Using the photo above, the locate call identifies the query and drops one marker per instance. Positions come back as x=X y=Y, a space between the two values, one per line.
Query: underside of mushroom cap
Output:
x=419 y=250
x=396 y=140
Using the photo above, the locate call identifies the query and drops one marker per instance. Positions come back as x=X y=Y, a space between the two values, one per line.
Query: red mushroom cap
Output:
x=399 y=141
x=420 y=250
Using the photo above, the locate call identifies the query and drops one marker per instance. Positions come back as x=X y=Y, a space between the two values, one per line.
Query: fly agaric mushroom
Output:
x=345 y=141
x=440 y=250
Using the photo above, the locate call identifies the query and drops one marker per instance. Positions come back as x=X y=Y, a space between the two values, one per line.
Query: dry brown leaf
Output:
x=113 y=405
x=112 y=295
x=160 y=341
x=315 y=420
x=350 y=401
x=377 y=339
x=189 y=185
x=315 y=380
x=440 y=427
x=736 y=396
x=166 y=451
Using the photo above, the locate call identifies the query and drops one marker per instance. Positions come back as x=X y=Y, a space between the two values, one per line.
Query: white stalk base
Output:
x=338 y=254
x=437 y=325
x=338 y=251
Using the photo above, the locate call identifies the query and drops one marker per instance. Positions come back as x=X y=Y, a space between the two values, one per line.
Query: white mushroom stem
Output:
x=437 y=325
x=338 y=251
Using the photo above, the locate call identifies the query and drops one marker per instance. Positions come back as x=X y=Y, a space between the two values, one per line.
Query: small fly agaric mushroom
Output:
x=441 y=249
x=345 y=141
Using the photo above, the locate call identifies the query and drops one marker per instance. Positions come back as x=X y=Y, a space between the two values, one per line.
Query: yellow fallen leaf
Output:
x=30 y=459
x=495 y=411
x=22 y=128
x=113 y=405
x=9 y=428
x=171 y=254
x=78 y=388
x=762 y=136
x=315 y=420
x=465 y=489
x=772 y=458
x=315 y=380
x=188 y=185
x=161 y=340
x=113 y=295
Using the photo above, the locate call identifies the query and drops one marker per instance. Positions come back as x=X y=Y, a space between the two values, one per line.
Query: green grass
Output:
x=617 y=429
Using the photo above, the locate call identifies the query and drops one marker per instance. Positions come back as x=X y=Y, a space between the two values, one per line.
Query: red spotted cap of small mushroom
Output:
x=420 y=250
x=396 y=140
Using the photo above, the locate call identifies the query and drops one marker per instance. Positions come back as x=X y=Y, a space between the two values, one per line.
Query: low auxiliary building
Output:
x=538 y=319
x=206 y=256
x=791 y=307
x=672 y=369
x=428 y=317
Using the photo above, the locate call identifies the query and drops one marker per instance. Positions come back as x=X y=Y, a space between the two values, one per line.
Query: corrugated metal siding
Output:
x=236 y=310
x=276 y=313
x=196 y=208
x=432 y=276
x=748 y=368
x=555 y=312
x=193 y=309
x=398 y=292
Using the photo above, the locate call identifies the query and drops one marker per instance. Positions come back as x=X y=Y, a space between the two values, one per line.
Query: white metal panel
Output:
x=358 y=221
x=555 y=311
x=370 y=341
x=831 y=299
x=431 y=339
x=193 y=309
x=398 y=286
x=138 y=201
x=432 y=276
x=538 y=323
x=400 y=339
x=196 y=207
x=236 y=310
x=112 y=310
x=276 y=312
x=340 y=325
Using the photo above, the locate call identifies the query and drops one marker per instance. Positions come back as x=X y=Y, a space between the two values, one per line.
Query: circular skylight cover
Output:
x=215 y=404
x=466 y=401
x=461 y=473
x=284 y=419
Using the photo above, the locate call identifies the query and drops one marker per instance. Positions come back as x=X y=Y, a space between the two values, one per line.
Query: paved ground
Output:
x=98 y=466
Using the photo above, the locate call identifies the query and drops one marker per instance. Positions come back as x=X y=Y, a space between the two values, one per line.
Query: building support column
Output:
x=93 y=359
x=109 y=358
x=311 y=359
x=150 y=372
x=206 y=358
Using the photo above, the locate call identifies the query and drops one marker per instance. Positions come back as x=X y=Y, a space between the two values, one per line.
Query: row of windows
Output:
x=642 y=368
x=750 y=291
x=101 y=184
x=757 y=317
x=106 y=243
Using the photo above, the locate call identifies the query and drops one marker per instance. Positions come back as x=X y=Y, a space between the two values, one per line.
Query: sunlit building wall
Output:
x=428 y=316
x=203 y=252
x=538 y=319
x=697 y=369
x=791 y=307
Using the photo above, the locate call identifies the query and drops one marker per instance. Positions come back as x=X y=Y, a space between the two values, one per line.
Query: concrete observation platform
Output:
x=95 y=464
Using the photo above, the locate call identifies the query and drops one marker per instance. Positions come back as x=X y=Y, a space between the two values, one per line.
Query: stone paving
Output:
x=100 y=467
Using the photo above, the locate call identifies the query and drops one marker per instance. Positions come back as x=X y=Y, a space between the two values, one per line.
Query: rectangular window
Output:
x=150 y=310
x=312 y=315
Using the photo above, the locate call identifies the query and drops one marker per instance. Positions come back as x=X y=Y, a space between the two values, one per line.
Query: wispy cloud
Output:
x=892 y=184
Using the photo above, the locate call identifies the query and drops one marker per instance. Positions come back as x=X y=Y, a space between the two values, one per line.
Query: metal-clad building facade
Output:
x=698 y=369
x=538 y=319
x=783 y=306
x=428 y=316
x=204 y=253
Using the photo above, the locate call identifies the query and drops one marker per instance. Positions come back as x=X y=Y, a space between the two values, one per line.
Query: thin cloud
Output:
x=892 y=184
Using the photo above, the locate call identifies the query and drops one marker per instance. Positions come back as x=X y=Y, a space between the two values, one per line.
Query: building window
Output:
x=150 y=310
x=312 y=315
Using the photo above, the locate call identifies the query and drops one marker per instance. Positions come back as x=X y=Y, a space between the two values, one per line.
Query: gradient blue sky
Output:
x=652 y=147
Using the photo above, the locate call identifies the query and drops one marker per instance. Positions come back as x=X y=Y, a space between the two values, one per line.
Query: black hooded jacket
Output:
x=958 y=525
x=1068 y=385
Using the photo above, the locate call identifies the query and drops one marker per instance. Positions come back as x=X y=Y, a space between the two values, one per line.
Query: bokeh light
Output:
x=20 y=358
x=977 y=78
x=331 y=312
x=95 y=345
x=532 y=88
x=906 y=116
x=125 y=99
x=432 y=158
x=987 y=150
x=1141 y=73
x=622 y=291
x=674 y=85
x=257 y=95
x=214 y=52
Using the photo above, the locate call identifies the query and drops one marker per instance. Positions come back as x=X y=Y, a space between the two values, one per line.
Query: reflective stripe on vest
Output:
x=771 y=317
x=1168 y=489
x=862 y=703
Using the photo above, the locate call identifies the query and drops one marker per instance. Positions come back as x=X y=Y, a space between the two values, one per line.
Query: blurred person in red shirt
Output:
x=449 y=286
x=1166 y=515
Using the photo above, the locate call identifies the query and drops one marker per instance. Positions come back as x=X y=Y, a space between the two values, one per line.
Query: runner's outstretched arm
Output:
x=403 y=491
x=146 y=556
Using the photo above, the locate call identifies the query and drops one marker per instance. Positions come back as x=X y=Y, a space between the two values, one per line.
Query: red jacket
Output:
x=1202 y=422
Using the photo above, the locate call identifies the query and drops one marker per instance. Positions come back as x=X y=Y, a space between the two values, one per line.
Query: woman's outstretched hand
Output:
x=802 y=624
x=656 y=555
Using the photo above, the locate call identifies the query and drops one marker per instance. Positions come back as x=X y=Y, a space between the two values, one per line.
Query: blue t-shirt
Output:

· · · · · · ·

*What is expected:* Whatever appears in the listing should be copied exactly and completely.

*Response area:*
Using the photo above, the locate call identifies the query and drops one marker per instance. Positions come back as x=X y=Y, a space between the two values, one per line.
Query: underside of mushroom cap
Output:
x=419 y=250
x=396 y=140
Using the photo above, the locate call identifies the query and drops one marker per instance. Positions come back as x=X y=Y, a space between the two values, one per line.
Query: red mushroom cap
Output:
x=399 y=141
x=420 y=250
Using the photo above, the locate call identifies the query and drops one marker per instance. Positions come back as x=X y=Y, a space between the two values, one per line.
Query: fly agaric mushroom
Output:
x=345 y=141
x=440 y=250
Using the photo above, the locate call identifies the query and drops one marker per instance. Positions come back as x=X y=Y, a space between the two values, one per line.
Query: dry brown leaf
Output:
x=113 y=405
x=112 y=295
x=160 y=341
x=315 y=420
x=350 y=401
x=377 y=339
x=189 y=185
x=315 y=380
x=440 y=427
x=736 y=396
x=166 y=451
Using the photo above, the locate call identifies the query and drops one marker per instance. Positions come back as x=X y=Y, a space between the two values, one per line.
Query: white stalk base
Output:
x=338 y=254
x=437 y=325
x=338 y=251
Using the photo above, the locate call identifies the query and drops one marker per instance. Positions come back as x=X y=Y, a space between the two values, one per line.
Query: white mushroom stem
Output:
x=437 y=325
x=338 y=251
Using the photo above, the locate call identifies the query and drops one marker per instance. Positions come back as x=X y=Y, a space between the two values, one per line.
Query: small fly agaric mushroom
Output:
x=441 y=249
x=345 y=141
Using the photo above, the locate call identifies the query and drops one marker per instance. Positions come back as x=X y=Y, a space between the two values, one per line.
Query: yellow fallen leaf
Output:
x=30 y=459
x=495 y=411
x=22 y=128
x=113 y=405
x=9 y=428
x=171 y=254
x=78 y=388
x=762 y=136
x=315 y=420
x=465 y=489
x=772 y=458
x=315 y=380
x=188 y=185
x=161 y=340
x=113 y=295
Using the photo above, the locate call identifies the query and drops one marker per instance. Positions come back as x=X y=Y, a space between the two values, one per line.
Query: green grass
Output:
x=617 y=429
Using the photo above, the locate call identifies the query and drops one marker per instance. Positions come back as x=X y=Y, a space between the two values, one per line.
Query: red spotted cap of small mushroom
Output:
x=420 y=250
x=396 y=140
Using the photo above, the locate call identifies the query and drops one marker per instance. Positions come back as x=X y=Y, a space between the two values, one per line.
Query: low auxiliary building
Output:
x=538 y=319
x=206 y=256
x=791 y=307
x=672 y=369
x=428 y=317
Using the photo above, the locate call identifies the query and drops one marker per instance. Positions come back as x=X y=Y, a space between the two values, one per line.
Query: corrugated metal siding
Output:
x=236 y=310
x=276 y=313
x=196 y=208
x=432 y=276
x=748 y=368
x=555 y=312
x=193 y=309
x=398 y=292
Using the photo above, the locate call identifies the query and drops one marker per instance. Positions come back as x=X y=Y, a space between the two values, one per line.
Query: white metal panel
Output:
x=358 y=221
x=555 y=311
x=370 y=341
x=831 y=299
x=431 y=339
x=193 y=309
x=398 y=286
x=138 y=201
x=432 y=276
x=538 y=323
x=400 y=339
x=196 y=207
x=236 y=310
x=112 y=310
x=276 y=312
x=340 y=325
Using the photo above, the locate call identifies the query and drops one marker per instance. Positions come back as x=X y=Y, a space between the two values, one per line.
Query: circular skylight cover
Output:
x=215 y=404
x=466 y=401
x=461 y=473
x=284 y=419
Using the photo above, the locate call identifies the query and drops one marker per instance. Positions come back as x=X y=Y, a space between the two values, one per line.
Query: paved ground
Output:
x=98 y=466
Using the photo above, the locate call identifies the query and drops one marker per instance. Positions come back as x=X y=Y, a space between the two values, one per line.
Query: building support column
Output:
x=93 y=359
x=109 y=358
x=311 y=359
x=150 y=372
x=206 y=358
Using the photo above, the locate call identifies the query and drops one marker per instance. Positions come back as x=X y=Y, a space between the two values, one per line.
Query: row of windows
Output:
x=642 y=368
x=750 y=291
x=101 y=184
x=757 y=317
x=106 y=243
Using the photo above, the locate call identifies the query and drops one marker per instance. Positions come back as x=X y=Y, a space between the two values, one per line.
Query: sunlit building wall
Output:
x=428 y=316
x=203 y=252
x=538 y=319
x=697 y=369
x=791 y=307
Using the photo above, the locate call identifies the query and drops one marker per instance. Positions come back as x=X y=Y, a space between the two values, one per line.
Query: concrete observation platform
Output:
x=95 y=464
Using the photo above, the locate call identifies the query and drops one marker per instance. Positions come back as x=X y=Y, a space between the two values, one per line.
Query: stone paving
Output:
x=100 y=467
Using the photo above, the locate call identifies the query and drops one marker per instance. Positions come back as x=X y=Y, a space between the two values, one per line.
Query: rectangular window
Output:
x=150 y=310
x=312 y=315
Using the photo above, the locate call identifies the query and drops one marker per instance. Positions come back as x=X y=Y, a space between the two values, one per line.
Query: wispy cloud
Output:
x=892 y=184
Using the photo above, the locate call identifies the query and drops one marker per instance. Positions come back as x=X y=Y, a space between the two values, one per line.
Query: metal-clad building facade
Output:
x=698 y=369
x=538 y=319
x=783 y=306
x=428 y=316
x=204 y=253
Using the photo above, the locate call identifies the query and drops one marker per instance. Positions come back as x=X y=Y, a space between the two values, one per line.
Query: thin cloud
Output:
x=892 y=184
Using the photo above, the locate call identifies the query and drops one marker per instance. Positions come back as x=X y=Y, a space between the two values, one per line.
Query: building window
Output:
x=150 y=310
x=312 y=315
Using the photo above, the locate call identifies the query and drops one marker per instance. Positions come back as x=X y=Y, a space between the two values, one per line.
Query: gradient blue sky
Output:
x=652 y=147
Using the photo above, the locate call identifies the query and drops one marker per instance. Positions come back as x=X y=Y, a space between the two values, one per line.
Query: black hooded jacket
Output:
x=958 y=525
x=1068 y=385
Using the photo above, the locate call identifies the query and drops one marker per instance. Positions come back as x=X y=Y, a space between the two values, one per line.
Query: bokeh light
Output:
x=20 y=358
x=977 y=78
x=331 y=312
x=95 y=345
x=532 y=88
x=906 y=116
x=125 y=99
x=432 y=158
x=987 y=150
x=1141 y=73
x=622 y=291
x=674 y=85
x=257 y=95
x=214 y=52
Using the photo above, the locate call identifies the query and drops one marker per instance. Positions come back as x=X y=Y, a space between the two values, one per line.
Query: reflective stripe on vest
Output:
x=771 y=317
x=1168 y=489
x=862 y=703
Using the photo above, the locate call identifies the query and drops one marker per instance. Positions come back as x=X y=Y, a space between the two values, one per line.
Query: blurred person in red shirt
Output:
x=449 y=286
x=1166 y=515
Using the photo above, the locate call identifies the query and drops one marker per instance. Positions come back as x=X y=Y, a space between the two values, one per line.
Query: runner's outstretched arm
Output:
x=403 y=491
x=146 y=556
Using the photo above, the locate call identifies the query and drops one marker per instance. Positions come back as x=X y=Y, a space between the two values, one per line.
Query: red jacket
Output:
x=1202 y=422
Using the photo above, the locate call identifies the query and drops one marker per instance. Positions come back as x=X y=Y, a space between the two values, one per line.
Query: woman's outstretched hand
Output:
x=802 y=624
x=656 y=555
Using the photo above, the locate call identifies the query and drops one marker per instance. Positions come back as x=X y=Y, a space between the two values, one per line.
Query: blue t-shirt
Output:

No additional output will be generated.